[Teks Pilihan]:

____

Kedudukan KPU sebagai Lembaga Mandiri
Sebagaimana dalam konstitusi eksistensi kpu dan sifatnya disebut dalam Pasal 22E UUD 1945 ayat (1), bahwa “Pemilihan umum dilaksanakan secara langsung, umum, bebas, rahasia, jujur, dan adil setiap lima tahun sekali”. Klausal tersebut lahir dalam amandemen ketiga UUD 1945.
Salah satu perubahan Undang Undang Dasar 1945 yang dipandang sebagai langkah penting dalam perkembangan proses berdemokrasi adalah memasukkan ketentuan tentang pemilihan umum (Pemilu) ke dalam UUD 1945, yang sebelumnya hanya diatur melalui Ketetapan Majelis Permusyawaratan Rakyat.Ketentuan mengenai Pemilu diatur dalam Pasal 22E UUD 1945, yang berbunyi sebagai berikut: (1) pemilihan umum dilaksanakan secara langsung, umum, bebas, rahasia, jujur dan adil setiap lima tahun sekali. (2) pemilihan umum diselenggarakan untuk memilih anggota Dewan Perwakilan Rakyat, Dewan Perwakilan Daerah, Presiden dan Wakil Presiden, dan Dewan Perwakilan Rakyat Daerah. (3) peserta pemilihan umum untuk memilih anggota Dewan Perwakilan Rakyat dan Dewan Perwakilan Rakyat Daerah adalah partai politik. (4) peserta pemilihan umum untuk memilih anggota Dewan Perwakilan Daerah adalah perseorangan. (5) pemilihan umum diselenggarakan oleh suatu komisi pemilihan umum yang bersifat nasional, tetap, dan mandiri. (6) ketentuan lebih lanjut tentang pemilihan umum diatur dengan undang-undang.
Komisi Pemilihan Umum (KPU) tidak dapat disejajarkan kedudukannya dengan lembaga-lembaga (tinggi) negara lain yang kewenangannya ditentukan dan diberikan oleh UUD 1945. Bahkan, nama Komisi Pemilihan Umum itu sendiri tidak ditentukan oleh UUD 1945 melainkan oleh undang-undang tentang Pemilu.
Kedudukan KPU sebagai lembaga negara dapat dianggap sejajar dengan lembaga- lembaga lain yang dibentuk oleh atau dengan undang-undang Akan tetapi, karena keberadaan lembaga penyelenggara pemilihan umum disebut tegas dalam Pasal 22E UUD 1945, kedudukannya sebagai penyelenggara pemilu yang bersifat nasional, tetap dan mandiri, mau tidak mau menjadi penting artinya, dan keberadaannya dijamin dan dilindungi secara konstitusional dalam UUD 1945. Inilah salah satu contoh lembaga negara yang dikatakan penting secara konstitusional atau lembaga negara yang memiliki apa yang disebut sebagai constitutional importance, terlepas dari apakah ia diatur eskplisit atau tidak dalam UUD.
Kemandirian dan Pemilu Berkualitas
Pemilu berkualitas tidak saja dilihat dari sisi hasilnya tetapi juga dari aspek prosesnya. Bahwa salah satu indikator pemilu berkualitas yakni dilaksanakan oleh suatu lembaga penyelenggara pemilu yang mandiri, jujur dan independen.

____

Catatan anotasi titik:
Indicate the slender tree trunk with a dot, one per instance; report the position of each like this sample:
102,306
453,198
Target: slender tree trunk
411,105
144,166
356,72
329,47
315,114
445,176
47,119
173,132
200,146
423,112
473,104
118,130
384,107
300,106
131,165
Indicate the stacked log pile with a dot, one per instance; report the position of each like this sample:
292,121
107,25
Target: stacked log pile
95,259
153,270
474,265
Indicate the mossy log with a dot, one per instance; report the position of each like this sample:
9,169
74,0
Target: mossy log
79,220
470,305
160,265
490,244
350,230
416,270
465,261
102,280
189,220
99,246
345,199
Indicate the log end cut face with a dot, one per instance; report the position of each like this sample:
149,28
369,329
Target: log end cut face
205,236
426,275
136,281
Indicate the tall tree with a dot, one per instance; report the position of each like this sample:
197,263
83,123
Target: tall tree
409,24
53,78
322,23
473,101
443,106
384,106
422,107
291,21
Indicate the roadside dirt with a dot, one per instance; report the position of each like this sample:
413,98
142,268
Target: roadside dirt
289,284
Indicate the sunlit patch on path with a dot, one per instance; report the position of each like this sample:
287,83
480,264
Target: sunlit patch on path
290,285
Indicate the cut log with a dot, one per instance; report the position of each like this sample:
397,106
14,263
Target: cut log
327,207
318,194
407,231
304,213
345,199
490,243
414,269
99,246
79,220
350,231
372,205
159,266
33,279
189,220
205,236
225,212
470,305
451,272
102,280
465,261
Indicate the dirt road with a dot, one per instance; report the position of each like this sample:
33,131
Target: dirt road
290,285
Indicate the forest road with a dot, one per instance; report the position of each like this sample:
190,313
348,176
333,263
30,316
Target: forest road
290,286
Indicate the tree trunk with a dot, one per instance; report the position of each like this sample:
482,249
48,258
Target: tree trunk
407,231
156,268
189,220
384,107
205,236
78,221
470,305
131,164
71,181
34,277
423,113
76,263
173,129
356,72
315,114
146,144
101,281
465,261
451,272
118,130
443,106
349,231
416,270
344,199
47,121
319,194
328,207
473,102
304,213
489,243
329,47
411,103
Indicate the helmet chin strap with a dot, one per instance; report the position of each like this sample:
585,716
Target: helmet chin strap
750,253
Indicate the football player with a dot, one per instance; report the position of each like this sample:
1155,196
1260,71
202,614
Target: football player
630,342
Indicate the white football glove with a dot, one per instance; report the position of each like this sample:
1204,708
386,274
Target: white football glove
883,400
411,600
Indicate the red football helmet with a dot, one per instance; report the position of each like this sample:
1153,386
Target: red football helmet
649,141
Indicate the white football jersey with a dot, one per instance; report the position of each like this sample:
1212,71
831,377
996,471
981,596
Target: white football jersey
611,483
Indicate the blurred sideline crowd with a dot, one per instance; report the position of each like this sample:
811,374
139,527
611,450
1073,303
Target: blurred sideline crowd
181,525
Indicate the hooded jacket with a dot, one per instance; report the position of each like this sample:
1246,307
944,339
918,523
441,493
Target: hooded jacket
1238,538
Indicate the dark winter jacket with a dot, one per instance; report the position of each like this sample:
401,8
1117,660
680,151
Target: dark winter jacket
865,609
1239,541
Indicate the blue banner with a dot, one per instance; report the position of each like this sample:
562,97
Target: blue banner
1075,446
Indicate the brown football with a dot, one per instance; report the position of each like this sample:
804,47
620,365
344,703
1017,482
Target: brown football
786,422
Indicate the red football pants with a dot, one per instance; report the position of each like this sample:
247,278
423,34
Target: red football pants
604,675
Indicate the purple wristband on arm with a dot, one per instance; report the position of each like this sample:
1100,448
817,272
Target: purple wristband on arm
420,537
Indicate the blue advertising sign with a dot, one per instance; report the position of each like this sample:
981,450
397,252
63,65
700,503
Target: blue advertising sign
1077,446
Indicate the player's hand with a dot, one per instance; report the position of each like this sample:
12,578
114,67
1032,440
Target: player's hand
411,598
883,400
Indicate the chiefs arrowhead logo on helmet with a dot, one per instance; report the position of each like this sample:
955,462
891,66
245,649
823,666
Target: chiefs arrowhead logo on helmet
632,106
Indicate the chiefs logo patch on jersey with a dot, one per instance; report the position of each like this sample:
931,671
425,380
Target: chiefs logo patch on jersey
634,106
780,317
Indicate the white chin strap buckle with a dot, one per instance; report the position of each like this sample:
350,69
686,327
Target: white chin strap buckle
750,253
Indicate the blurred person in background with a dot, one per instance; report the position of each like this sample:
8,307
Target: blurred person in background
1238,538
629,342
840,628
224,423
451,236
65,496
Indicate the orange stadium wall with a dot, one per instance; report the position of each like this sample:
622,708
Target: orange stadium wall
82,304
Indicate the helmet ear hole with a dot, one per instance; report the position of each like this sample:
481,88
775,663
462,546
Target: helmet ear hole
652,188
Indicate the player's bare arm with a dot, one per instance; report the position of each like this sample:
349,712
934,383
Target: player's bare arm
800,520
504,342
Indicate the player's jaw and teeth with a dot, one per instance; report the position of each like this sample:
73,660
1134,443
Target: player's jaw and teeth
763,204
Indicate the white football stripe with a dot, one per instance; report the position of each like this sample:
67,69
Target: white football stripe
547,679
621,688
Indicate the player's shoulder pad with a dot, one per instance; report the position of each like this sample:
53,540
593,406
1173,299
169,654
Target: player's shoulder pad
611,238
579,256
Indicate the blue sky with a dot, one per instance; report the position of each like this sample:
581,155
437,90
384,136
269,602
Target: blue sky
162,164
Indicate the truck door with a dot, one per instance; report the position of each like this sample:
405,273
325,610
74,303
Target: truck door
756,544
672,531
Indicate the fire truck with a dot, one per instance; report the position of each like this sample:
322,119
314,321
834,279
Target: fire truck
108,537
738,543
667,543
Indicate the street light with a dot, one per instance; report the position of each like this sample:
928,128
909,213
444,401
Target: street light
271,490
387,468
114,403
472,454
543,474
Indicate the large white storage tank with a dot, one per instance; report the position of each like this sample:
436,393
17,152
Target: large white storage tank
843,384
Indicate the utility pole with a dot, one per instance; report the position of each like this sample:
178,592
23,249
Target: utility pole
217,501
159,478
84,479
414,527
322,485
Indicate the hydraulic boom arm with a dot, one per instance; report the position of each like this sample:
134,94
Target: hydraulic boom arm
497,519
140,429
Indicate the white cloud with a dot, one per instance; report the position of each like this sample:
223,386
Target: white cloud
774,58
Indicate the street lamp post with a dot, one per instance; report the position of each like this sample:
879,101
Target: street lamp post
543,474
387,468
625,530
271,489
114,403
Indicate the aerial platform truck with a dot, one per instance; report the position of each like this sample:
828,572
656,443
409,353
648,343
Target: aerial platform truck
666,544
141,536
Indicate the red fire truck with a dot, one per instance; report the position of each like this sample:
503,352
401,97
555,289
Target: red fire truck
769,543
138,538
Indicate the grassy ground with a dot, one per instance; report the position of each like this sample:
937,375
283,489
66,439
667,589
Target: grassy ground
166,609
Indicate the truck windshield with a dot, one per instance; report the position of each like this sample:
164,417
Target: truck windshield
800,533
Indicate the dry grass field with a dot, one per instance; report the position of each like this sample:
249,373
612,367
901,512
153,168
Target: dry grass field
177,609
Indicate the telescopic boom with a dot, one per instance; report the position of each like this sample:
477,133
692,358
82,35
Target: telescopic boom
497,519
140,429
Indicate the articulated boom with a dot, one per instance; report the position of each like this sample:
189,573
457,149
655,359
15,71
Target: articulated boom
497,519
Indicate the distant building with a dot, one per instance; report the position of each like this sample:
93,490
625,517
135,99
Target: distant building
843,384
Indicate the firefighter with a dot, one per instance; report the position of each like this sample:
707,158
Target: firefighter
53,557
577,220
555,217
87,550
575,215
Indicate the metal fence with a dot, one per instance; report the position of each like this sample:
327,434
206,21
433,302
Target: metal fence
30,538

____

[Tugas Tertulis 1]:
Menurut teks tentang kedudukan KPU, dalam amandemen keberapa UUD 1945 ketentuan Pasal 22E ayat (1) lahir?
[Tugas Tertulis 2]:
Saring catatan di atas dan salin setiap baris yang memuat kata "purple".

[Hasil Tugas 1]:
Dalam amandemen ketiga UUD 1945.

[Hasil Tugas 2]:
Indicate the purple wristband on arm with a dot, one per instance; report the position of each like this sample:
Target: purple wristband on arm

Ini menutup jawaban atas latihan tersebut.